* Directions
Reproduce the records below verbatim, leaving every line unchanged.
___ Input records
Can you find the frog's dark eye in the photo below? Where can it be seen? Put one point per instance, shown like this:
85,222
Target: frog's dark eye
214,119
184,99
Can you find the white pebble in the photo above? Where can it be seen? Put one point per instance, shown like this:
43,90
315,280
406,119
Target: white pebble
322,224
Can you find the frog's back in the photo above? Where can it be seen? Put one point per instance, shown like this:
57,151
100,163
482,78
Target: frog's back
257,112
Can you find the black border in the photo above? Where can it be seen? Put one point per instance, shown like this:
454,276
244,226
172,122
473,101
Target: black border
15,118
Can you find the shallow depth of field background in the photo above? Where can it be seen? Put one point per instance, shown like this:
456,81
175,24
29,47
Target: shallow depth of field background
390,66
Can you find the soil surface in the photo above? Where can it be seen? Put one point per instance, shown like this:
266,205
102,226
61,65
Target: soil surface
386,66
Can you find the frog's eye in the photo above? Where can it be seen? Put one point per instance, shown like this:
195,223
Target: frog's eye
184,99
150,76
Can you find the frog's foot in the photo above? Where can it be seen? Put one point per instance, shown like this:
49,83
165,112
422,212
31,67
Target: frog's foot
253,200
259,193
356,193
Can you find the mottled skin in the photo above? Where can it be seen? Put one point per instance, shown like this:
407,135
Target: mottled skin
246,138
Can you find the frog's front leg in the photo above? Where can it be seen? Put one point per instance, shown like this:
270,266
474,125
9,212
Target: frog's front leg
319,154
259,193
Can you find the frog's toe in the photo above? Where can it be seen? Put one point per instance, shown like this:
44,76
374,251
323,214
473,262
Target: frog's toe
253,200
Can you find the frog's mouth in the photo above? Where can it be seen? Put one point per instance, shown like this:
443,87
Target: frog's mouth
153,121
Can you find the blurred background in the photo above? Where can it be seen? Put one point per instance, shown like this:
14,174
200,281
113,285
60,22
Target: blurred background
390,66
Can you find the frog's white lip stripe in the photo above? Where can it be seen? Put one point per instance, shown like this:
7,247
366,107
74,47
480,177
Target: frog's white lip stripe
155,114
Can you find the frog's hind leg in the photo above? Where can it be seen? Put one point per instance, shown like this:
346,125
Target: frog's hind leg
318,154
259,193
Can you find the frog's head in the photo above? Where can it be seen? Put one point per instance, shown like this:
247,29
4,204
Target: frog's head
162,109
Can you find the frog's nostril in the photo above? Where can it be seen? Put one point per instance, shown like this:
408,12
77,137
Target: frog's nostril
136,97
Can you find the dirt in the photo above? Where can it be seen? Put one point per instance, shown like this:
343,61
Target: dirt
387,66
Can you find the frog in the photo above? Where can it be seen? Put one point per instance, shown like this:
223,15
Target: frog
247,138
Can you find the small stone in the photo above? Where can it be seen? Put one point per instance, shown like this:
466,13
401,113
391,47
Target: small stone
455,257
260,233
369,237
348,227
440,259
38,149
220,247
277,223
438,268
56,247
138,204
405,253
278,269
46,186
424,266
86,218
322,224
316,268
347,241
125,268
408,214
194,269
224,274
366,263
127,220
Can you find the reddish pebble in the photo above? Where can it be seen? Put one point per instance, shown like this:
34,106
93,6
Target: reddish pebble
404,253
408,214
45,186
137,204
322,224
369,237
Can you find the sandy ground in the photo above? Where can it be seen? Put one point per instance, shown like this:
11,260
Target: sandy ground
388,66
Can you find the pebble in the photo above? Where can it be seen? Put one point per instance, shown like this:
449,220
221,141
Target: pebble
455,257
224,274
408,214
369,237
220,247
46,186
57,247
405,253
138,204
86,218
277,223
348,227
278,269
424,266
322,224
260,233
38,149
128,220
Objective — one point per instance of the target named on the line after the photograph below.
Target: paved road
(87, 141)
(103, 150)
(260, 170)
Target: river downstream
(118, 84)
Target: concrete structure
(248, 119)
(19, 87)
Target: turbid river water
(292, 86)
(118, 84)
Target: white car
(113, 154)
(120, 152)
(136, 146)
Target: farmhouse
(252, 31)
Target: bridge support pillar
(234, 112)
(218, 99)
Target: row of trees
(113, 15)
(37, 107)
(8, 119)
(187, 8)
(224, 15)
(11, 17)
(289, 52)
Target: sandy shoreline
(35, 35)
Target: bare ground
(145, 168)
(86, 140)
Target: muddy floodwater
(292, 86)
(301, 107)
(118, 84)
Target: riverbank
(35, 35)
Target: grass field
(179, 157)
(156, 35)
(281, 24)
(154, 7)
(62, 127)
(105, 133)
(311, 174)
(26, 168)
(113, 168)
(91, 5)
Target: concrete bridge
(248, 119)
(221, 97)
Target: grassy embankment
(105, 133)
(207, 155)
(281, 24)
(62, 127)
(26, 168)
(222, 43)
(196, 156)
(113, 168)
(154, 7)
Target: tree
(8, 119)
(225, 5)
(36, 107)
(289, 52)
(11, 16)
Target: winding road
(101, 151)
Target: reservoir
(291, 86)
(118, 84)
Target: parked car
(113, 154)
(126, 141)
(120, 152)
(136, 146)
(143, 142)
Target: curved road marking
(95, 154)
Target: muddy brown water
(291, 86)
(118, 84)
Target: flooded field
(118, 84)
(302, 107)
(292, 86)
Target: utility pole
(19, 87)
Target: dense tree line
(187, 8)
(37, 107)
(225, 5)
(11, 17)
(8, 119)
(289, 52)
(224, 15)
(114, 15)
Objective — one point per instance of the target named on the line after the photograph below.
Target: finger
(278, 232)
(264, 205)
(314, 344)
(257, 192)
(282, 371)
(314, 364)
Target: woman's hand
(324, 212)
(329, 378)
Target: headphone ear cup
______
* Answer to the problem
Can you find the frog's dark eye in the photo below? Where can it be seen? Put one point per instance, shown like this:
85,222
Target: frog's dark eye
214,119
184,99
Can you find the white pebble in the photo above? Where can it be seen? Put one point per instance, shown like this:
43,90
315,280
406,119
Target: white pebble
322,224
Can you find the frog's back in the photo above? Where can it be seen? Put one point per instance, shown like this:
57,151
100,163
482,78
Target: frog's back
257,112
Can you find the black border in the photo above? Where can it be seen? Put one point per instance, shown like this:
454,276
244,226
172,122
473,101
Target: black border
15,118
Can you find the shallow depth of field background in the photo above? Where can it be seen? Put one point per instance, shown like this:
456,81
175,24
29,47
Target: shallow depth of field background
390,66
Can you find the soil surface in the photo above? Where can it be seen? Put one point per instance, shown like this:
266,205
102,226
61,65
Target: soil surface
386,66
Can you find the frog's eye in the photo above? Where can it be seen? Put one point per instance, shown like this:
195,223
Target: frog's eye
184,99
150,76
Can you find the frog's foot in the photo above? Where can it be seen? Put one point per instance, shown like this:
49,83
165,112
422,212
31,67
Target: frog's foot
253,200
259,193
356,193
Can you find the mottled skin in the photo above? Where can it be seen? Put one point per instance, shown like this:
407,135
Target: mottled skin
246,138
Can you find the frog's front leg in the photo above? Where can it be seen? Put one point per instance, shown like this:
270,266
474,125
9,212
Target: frog's front leg
319,154
259,193
Can you find the frog's toe in the photo above? Where can it be seen? Put one point per instance, shown like this:
44,76
374,251
323,214
473,262
Target: frog's toe
253,200
Can you find the frog's mouth in the photo above? Where can it be seen? Put one point per instance, shown like this:
443,87
Target: frog's mouth
153,121
Can you find the blurred background in the photo above? Where can it be seen? Put one point per instance, shown like this:
14,174
200,281
113,285
60,22
Target: blurred background
390,66
Can you find the frog's white lip stripe in the photo above? Where can it be seen? Put one point per instance, shown like this:
7,247
366,107
74,47
480,177
Target: frog's white lip stripe
155,114
Can you find the frog's hind leg in the photo above? Where can it be seen? Put one point per instance, shown like this:
346,125
Target: frog's hind leg
318,154
259,193
Can you find the frog's head in the photo above? Where can it be seen? Put one point per instance, shown like this:
247,29
4,204
Target: frog's head
162,109
Can you find the frog's nostril in the photo above? Where can it be seen? Put one point per instance, shown like this:
408,12
77,137
Target: frog's nostril
136,97
Can you find the dirt in the photo above? Where can it be seen? Put one point per instance, shown like this:
343,61
Target: dirt
387,66
Can you find the frog in the photo above? Where can it be seen? Put one point per instance, shown like this:
223,15
Target: frog
247,138
Can you find the small stone in the photo above? Where can it be seen? Put one point per instance, shown like this:
466,13
401,113
391,47
Target: small stone
455,257
260,233
369,237
348,227
440,259
38,149
220,247
277,223
438,268
56,247
138,204
405,253
278,269
46,186
424,266
86,218
322,224
316,268
347,241
125,268
408,214
194,269
224,274
366,263
127,220
Can you find the reddish pebble in the photo above? Where can it be seen? Put one point per instance, shown like this:
34,106
93,6
Target: reddish pebble
404,253
408,214
45,186
137,204
322,224
369,237
Can you find the sandy ground in the photo above? Where can it be seen? Put one point per instance, shown like this:
11,260
Target: sandy ground
388,66
Can you find the pebble in the photo above? Where can it be seen? Put one point per instance, shown like this:
449,220
221,141
Target: pebble
455,257
224,274
408,214
369,237
220,247
46,186
57,247
405,253
138,204
86,218
277,223
348,227
278,269
424,266
322,224
260,233
38,149
128,220
Objective — one point per instance of the target named on the line after the photograph below.
Target: paved road
(87, 141)
(103, 150)
(260, 170)
Target: river downstream
(118, 84)
Target: concrete structure
(248, 119)
(19, 87)
Target: turbid river water
(292, 86)
(118, 84)
Target: white car
(113, 154)
(120, 152)
(136, 146)
Target: farmhouse
(252, 31)
Target: bridge support pillar
(234, 112)
(218, 99)
Target: row of trees
(113, 15)
(37, 107)
(8, 119)
(187, 8)
(224, 15)
(11, 17)
(289, 52)
Target: sandy shoreline
(35, 35)
Target: bare ground
(145, 168)
(86, 140)
Target: muddy floodwater
(292, 86)
(301, 107)
(118, 84)
Target: riverbank
(35, 35)
Target: grass field
(179, 157)
(156, 35)
(281, 24)
(154, 7)
(62, 127)
(105, 133)
(311, 174)
(26, 168)
(113, 168)
(91, 5)
Target: concrete bridge
(248, 119)
(221, 97)
Target: grassy embankment
(105, 133)
(207, 155)
(281, 24)
(62, 127)
(26, 168)
(222, 43)
(196, 156)
(113, 168)
(154, 7)
Target: tree
(8, 119)
(225, 5)
(36, 107)
(289, 52)
(11, 16)
Target: winding road
(101, 151)
Target: reservoir
(291, 86)
(118, 84)
Target: parked car
(113, 154)
(126, 141)
(120, 152)
(136, 146)
(143, 142)
Target: curved road marking
(95, 154)
Target: muddy brown water
(291, 86)
(118, 84)
Target: flooded field
(118, 84)
(302, 107)
(292, 86)
Target: utility pole
(19, 87)
Target: dense tree line
(187, 8)
(37, 107)
(225, 5)
(11, 17)
(8, 119)
(289, 52)
(224, 15)
(114, 15)
Objective — one point per instance of the target named on the line after the photograph below.
Target: finger
(278, 232)
(264, 205)
(314, 344)
(257, 192)
(282, 371)
(314, 364)
Target: woman's hand
(324, 212)
(329, 378)
Target: headphone ear cup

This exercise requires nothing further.